EXTRAIT PROPOSÉ -
15. De seconde part, pour condamner M. [L] au paiement d'une amende de 5 000 euros, l'arrêt attaqué énonce notamment que celui-ci perçoit un revenu mensuel de 1 500 euros, qu'il a versé un cautionnement de 5 000 euros dans le cadre de son contrôle judiciaire, qu'il est célibataire sans enfant et que les circonstances de l'infraction, sa personnalité et sa situation personnelle, ainsi que ses ressources et ses charges justifient la peine d'amende prononcée qui est adaptée et proportionnée à la gravité des faits.

16. En statuant ainsi sans mieux s'expliquer sur les charges des prévenus, présents à l'audience, qu'il lui appartenait d'interroger si elle estimait n'être pas en possession d'éléments suffisants, la cour d'appel a méconnu les textes susvisés.

17. Dès lors, la cassation est encourue sans qu'il y ait lieu d'examiner les autres griefs.

DONNÉES -
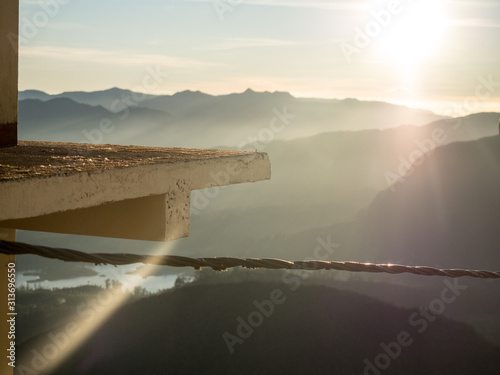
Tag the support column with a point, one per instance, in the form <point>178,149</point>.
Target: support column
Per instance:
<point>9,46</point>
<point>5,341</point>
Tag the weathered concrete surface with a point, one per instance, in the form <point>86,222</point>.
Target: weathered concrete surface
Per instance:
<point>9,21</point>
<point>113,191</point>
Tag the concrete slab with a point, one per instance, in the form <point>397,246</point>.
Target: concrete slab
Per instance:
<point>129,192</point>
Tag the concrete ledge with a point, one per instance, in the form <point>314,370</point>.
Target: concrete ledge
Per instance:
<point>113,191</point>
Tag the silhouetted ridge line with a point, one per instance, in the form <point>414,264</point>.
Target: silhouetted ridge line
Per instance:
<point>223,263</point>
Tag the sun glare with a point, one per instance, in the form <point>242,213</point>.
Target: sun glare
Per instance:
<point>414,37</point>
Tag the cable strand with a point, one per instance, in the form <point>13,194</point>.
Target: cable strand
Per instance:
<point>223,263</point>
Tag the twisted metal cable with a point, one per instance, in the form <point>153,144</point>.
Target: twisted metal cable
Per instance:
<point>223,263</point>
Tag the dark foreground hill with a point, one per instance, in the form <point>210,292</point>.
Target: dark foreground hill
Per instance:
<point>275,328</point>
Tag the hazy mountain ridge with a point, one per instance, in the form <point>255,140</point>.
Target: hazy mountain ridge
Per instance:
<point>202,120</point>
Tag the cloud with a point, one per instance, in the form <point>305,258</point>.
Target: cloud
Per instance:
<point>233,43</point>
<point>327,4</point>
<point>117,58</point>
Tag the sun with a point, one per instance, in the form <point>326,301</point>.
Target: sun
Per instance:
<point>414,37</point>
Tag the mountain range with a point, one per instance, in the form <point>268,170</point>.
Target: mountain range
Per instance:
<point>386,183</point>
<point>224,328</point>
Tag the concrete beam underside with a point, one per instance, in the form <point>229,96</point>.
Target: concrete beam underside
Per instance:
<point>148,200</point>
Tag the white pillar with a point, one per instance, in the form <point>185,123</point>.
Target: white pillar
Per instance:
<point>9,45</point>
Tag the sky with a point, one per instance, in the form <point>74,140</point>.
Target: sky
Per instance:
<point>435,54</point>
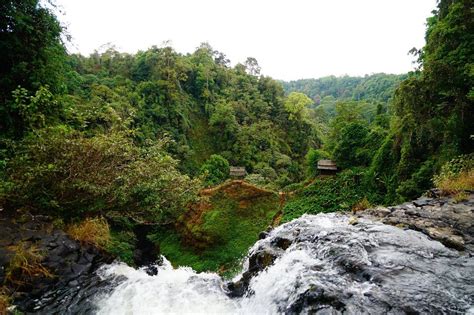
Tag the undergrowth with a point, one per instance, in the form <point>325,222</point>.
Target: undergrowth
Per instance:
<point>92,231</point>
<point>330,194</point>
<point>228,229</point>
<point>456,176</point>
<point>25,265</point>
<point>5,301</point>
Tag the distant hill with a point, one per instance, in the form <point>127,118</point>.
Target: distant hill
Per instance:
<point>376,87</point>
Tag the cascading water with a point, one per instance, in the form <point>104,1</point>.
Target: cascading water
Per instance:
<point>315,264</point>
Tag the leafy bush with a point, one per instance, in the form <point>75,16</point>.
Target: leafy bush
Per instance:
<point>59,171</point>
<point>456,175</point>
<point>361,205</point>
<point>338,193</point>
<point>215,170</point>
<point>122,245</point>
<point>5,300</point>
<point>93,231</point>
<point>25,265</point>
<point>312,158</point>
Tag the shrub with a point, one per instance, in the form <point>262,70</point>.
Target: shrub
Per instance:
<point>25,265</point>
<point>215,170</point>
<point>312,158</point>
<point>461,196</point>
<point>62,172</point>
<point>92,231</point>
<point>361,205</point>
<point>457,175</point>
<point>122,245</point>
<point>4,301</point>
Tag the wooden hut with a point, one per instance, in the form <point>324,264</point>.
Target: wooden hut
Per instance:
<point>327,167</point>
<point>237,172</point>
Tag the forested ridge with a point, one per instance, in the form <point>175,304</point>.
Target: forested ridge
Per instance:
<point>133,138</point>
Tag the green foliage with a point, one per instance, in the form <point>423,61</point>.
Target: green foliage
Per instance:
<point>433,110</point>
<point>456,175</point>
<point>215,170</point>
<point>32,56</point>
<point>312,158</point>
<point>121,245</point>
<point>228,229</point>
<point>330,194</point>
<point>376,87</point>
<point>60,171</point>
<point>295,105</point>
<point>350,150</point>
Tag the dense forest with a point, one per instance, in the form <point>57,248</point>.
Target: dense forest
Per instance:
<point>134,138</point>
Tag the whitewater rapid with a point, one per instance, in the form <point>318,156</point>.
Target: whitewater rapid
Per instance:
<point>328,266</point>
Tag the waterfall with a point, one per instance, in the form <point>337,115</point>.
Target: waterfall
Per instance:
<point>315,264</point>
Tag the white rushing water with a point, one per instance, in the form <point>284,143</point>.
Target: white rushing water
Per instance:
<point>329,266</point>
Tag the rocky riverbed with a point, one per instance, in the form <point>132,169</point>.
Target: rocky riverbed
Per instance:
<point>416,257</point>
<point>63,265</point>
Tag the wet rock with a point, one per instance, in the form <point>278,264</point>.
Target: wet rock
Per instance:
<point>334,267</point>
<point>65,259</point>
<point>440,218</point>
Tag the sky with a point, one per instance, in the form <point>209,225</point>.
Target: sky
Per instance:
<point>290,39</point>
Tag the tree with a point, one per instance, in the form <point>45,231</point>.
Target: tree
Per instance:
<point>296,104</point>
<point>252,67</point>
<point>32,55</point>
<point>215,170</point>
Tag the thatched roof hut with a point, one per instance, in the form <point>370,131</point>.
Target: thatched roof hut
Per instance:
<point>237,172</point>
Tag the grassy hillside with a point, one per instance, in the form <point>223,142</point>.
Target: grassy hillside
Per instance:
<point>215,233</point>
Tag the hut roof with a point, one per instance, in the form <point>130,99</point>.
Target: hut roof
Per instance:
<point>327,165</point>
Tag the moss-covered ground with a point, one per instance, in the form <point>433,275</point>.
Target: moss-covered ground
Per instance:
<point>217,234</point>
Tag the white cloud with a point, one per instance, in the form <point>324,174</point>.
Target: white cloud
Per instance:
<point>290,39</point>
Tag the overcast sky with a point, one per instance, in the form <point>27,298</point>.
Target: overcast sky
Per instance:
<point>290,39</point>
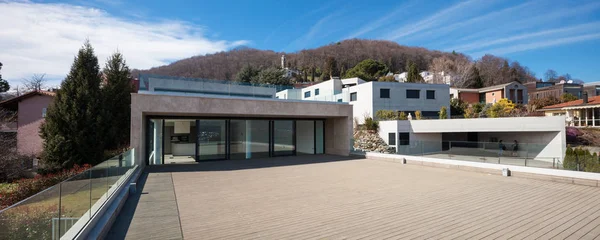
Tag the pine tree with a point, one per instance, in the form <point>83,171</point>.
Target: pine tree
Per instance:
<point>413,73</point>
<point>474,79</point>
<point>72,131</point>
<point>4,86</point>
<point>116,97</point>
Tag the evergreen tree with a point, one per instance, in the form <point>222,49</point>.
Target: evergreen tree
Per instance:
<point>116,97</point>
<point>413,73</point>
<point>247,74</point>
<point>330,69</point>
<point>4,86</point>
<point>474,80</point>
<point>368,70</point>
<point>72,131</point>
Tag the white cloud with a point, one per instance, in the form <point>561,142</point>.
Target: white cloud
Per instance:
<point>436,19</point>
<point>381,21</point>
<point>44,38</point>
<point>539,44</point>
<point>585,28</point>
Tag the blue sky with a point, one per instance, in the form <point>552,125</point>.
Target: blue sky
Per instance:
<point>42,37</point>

CONSIGNE A -
Résumez l'extrait en deux phrases.
CONSIGNE B -
Citez le passage de l'extrait qui s'ouvre sur les mots contenant « 16. En statuant » et se ferme sur « les textes susvisés. ».
Les entrées n'ont aucun rôle dans ce travail.

CORRIGÉ A -
Pour condamner M. [L] à une amende de 5 000 euros, l'arrêt attaqué invoque notamment son revenu mensuel de 1 500 euros, le cautionnement de 5 000 euros versé, sa situation de célibataire sans enfant et le caractère adapté et proportionné de cette peine. En ne s'expliquant pas mieux sur les charges des prévenus, qu'elle pouvait interroger à l'audience, la cour d'appel a méconnu les textes susvisés, si bien que la cassation est encourue sans examen des autres griefs.

CORRIGÉ B -
16. En statuant ainsi sans mieux s'expliquer sur les charges des prévenus, présents à l'audience, qu'il lui appartenait d'interroger si elle estimait n'être pas en possession d'éléments suffisants, la cour d'appel a méconnu les textes susvisés.